**Written task**
From the records below, extract verbatim every line from the one containing "Q: For each instance of the grassy" through the last line of the records, both ends included.

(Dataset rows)
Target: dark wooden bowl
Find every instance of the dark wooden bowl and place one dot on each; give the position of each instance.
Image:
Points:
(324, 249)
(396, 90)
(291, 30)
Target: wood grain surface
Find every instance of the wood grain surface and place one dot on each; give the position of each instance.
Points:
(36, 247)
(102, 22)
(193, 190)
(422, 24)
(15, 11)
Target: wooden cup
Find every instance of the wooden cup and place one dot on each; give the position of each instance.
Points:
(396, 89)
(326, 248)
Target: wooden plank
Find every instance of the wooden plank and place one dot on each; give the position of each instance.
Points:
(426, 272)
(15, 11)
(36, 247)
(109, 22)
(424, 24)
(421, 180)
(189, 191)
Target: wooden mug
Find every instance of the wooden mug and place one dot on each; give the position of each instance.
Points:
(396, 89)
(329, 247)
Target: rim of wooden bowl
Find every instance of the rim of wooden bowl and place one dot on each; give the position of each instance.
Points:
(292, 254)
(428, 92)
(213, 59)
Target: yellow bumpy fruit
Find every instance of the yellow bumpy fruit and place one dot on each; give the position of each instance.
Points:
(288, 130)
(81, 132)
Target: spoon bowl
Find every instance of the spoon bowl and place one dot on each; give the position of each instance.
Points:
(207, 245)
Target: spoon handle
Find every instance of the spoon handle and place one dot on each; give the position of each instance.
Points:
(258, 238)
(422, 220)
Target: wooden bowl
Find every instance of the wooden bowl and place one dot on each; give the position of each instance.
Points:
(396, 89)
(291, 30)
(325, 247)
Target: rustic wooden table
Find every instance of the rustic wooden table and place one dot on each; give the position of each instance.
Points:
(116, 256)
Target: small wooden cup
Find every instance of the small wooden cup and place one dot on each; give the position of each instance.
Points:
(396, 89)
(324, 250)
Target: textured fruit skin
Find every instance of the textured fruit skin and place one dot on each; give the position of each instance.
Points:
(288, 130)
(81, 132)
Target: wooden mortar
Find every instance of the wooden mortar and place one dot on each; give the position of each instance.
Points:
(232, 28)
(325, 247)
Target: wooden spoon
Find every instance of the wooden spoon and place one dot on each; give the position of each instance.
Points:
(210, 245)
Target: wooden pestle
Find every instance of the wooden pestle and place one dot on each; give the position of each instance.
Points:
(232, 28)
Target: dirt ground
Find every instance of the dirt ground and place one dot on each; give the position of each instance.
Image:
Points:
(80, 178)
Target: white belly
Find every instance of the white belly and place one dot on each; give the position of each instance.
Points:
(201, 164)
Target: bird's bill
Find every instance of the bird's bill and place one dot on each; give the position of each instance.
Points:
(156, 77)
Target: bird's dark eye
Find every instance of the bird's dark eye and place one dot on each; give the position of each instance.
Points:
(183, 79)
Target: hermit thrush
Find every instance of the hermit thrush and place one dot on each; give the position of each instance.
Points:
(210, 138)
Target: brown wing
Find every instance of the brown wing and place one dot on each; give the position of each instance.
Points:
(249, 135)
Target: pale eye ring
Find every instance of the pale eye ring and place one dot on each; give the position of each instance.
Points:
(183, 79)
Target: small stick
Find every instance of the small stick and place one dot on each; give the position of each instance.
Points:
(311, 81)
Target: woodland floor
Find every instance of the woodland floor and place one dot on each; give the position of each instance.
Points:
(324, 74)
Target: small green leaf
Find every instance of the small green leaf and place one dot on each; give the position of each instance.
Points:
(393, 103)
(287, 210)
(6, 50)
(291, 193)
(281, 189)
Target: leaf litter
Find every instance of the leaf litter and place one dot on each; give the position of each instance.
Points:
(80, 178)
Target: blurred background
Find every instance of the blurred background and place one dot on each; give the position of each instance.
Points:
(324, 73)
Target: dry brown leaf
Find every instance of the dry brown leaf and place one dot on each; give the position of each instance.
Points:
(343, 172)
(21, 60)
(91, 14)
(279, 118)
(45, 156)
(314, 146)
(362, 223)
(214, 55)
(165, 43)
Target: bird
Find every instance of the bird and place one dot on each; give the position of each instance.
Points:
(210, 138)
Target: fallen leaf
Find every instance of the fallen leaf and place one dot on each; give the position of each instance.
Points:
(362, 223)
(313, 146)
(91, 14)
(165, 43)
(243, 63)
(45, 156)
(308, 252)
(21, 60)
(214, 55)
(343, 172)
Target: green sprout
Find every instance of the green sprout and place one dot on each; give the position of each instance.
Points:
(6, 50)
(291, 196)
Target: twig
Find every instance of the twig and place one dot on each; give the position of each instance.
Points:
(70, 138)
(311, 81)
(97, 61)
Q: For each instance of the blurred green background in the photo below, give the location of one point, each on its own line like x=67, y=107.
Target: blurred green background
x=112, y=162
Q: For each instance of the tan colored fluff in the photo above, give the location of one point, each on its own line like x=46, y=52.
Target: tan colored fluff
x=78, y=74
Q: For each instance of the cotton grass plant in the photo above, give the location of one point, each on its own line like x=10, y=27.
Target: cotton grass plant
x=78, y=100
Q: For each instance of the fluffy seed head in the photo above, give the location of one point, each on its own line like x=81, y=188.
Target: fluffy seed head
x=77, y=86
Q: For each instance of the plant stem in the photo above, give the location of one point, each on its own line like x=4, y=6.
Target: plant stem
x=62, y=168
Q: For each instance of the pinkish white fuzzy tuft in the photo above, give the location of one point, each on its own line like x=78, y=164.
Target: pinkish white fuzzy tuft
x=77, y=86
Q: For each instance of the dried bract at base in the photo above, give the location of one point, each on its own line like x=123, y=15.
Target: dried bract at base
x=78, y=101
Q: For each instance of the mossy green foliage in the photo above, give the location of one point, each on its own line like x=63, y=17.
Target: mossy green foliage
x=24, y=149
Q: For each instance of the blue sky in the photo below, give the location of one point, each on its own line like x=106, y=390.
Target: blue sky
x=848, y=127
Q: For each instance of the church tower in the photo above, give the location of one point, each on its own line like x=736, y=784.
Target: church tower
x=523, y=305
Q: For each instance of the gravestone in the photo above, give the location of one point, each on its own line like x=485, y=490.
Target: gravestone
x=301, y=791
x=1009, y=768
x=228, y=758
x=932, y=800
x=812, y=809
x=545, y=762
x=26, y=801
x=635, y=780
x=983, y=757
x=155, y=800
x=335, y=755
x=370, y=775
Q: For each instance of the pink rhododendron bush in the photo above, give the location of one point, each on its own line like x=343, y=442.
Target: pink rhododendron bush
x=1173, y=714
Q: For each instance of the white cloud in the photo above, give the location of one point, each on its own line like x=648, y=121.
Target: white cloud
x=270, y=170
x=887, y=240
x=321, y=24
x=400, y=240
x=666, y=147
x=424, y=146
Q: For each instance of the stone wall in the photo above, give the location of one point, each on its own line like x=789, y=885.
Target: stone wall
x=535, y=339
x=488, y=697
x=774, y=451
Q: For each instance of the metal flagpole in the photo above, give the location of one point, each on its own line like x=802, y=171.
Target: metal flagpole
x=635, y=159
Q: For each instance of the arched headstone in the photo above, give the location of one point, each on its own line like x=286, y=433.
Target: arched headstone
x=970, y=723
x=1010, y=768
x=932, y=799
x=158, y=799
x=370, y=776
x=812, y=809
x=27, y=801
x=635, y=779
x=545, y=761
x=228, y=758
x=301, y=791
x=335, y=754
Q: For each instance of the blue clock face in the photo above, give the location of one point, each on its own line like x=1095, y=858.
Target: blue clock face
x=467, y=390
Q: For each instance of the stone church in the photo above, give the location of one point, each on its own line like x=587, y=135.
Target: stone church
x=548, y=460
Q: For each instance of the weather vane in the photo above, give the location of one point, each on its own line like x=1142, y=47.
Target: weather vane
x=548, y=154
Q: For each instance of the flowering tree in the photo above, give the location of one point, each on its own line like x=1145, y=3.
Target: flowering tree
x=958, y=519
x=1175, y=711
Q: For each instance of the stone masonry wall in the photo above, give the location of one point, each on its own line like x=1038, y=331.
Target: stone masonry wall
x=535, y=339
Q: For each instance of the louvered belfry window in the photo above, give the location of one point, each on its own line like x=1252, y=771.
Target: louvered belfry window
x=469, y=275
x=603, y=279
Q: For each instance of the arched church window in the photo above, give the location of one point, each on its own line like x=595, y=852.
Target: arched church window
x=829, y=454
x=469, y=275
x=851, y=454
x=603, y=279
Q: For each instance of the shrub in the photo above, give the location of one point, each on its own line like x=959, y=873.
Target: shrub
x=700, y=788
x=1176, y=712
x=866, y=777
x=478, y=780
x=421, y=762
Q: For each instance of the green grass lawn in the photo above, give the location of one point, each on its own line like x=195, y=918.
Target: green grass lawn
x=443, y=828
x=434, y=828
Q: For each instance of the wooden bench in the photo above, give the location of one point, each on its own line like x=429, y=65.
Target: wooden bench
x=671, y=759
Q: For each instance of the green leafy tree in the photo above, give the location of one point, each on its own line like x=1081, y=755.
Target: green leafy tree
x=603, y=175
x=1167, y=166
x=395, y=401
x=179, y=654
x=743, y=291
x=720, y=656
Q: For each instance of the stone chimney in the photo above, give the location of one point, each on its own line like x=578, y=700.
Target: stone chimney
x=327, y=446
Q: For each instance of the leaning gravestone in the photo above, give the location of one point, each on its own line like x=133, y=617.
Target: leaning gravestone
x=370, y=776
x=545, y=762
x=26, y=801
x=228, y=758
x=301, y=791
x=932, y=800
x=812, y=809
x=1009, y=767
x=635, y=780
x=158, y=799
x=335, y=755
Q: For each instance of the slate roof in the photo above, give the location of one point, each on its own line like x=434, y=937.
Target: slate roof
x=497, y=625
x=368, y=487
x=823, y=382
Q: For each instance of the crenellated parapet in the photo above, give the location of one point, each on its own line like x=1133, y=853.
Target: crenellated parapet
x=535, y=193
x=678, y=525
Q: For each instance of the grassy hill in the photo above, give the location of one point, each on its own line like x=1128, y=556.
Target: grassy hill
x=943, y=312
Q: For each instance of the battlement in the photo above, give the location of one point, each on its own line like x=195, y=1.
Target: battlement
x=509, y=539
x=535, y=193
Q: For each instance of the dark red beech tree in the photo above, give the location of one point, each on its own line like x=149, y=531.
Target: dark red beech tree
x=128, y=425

**Reply to the exercise**
Q: For each instance of the grassy hill in the photo above, give the location of one point, each on its own line like x=1128, y=556.
Target: grassy hill
x=943, y=312
Q: For each instance of the battlement in the photo above, give the location of one point, each on its own line like x=195, y=1.
Target: battlement
x=509, y=539
x=535, y=193
Q: For each instance of the dark red beech tree in the photo above, give the location of one point, each on its own line like x=149, y=531.
Target: dark red beech tree
x=128, y=425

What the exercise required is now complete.